Stored data entries:
++++++
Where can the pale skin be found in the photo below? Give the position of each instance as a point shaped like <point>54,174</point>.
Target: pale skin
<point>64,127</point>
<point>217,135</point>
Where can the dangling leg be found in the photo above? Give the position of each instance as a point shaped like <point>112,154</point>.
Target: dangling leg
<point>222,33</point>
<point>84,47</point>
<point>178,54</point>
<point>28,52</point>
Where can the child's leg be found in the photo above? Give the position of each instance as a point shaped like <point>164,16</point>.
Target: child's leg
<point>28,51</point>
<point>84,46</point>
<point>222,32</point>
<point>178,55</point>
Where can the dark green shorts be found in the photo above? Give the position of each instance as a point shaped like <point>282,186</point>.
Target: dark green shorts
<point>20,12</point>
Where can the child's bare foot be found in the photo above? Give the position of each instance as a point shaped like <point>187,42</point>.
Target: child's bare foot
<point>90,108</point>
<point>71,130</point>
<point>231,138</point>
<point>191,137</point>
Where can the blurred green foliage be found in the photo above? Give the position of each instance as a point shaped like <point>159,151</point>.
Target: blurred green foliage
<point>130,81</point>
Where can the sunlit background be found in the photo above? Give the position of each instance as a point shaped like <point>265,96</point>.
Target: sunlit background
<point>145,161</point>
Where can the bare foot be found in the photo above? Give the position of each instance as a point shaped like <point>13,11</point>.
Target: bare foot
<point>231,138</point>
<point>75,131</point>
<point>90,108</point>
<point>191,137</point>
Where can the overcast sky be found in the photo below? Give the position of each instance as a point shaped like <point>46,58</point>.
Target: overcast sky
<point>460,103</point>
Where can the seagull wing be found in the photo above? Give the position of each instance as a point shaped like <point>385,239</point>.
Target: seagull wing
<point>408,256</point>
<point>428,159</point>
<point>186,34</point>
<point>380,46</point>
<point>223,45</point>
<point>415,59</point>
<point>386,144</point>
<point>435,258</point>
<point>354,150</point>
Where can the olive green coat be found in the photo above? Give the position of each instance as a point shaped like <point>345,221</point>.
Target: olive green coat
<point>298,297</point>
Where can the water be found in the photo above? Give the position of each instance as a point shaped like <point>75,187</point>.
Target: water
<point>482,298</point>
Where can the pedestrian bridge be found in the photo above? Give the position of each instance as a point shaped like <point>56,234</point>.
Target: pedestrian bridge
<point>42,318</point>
++++++
EXERCISE TASK
Retype the lines of the data above verbatim, everything from the line containing "Where can the child's leg" down to the line containing "<point>460,103</point>", both included.

THE SOLUTION
Where can the child's leg be found in the photo above? Give the position of each instance as a point shaped like <point>164,16</point>.
Target: child's leg
<point>28,51</point>
<point>84,46</point>
<point>222,32</point>
<point>178,55</point>
Where can the dark green shorts be found in the photo above? Give the position of each instance as a point shaped like <point>282,186</point>.
Target: dark green shorts
<point>20,12</point>
Where can the child's bare foot be found in the photo above? Give the position of each instance as a point shaped like <point>187,42</point>.
Target: child's bare foot
<point>90,108</point>
<point>71,130</point>
<point>231,138</point>
<point>191,137</point>
Where can the blurred green foliage be found in the photo above? Give the position of each instance as a point shaped like <point>159,151</point>.
Target: blurred green foliage
<point>130,81</point>
Where can the sunlit background be found in the photo above? Give the position of each instance as a point shaped like <point>265,96</point>.
Target: sunlit background
<point>145,161</point>
Where can the bare foot be found in the photo above? Give the position of each instance as a point shaped like <point>13,11</point>.
Target: bare foot
<point>231,138</point>
<point>75,131</point>
<point>90,108</point>
<point>191,137</point>
Where can the overcast sky be found in the photo below? Give the position of each instance as a point shaped like <point>46,58</point>.
Target: overcast sky
<point>460,103</point>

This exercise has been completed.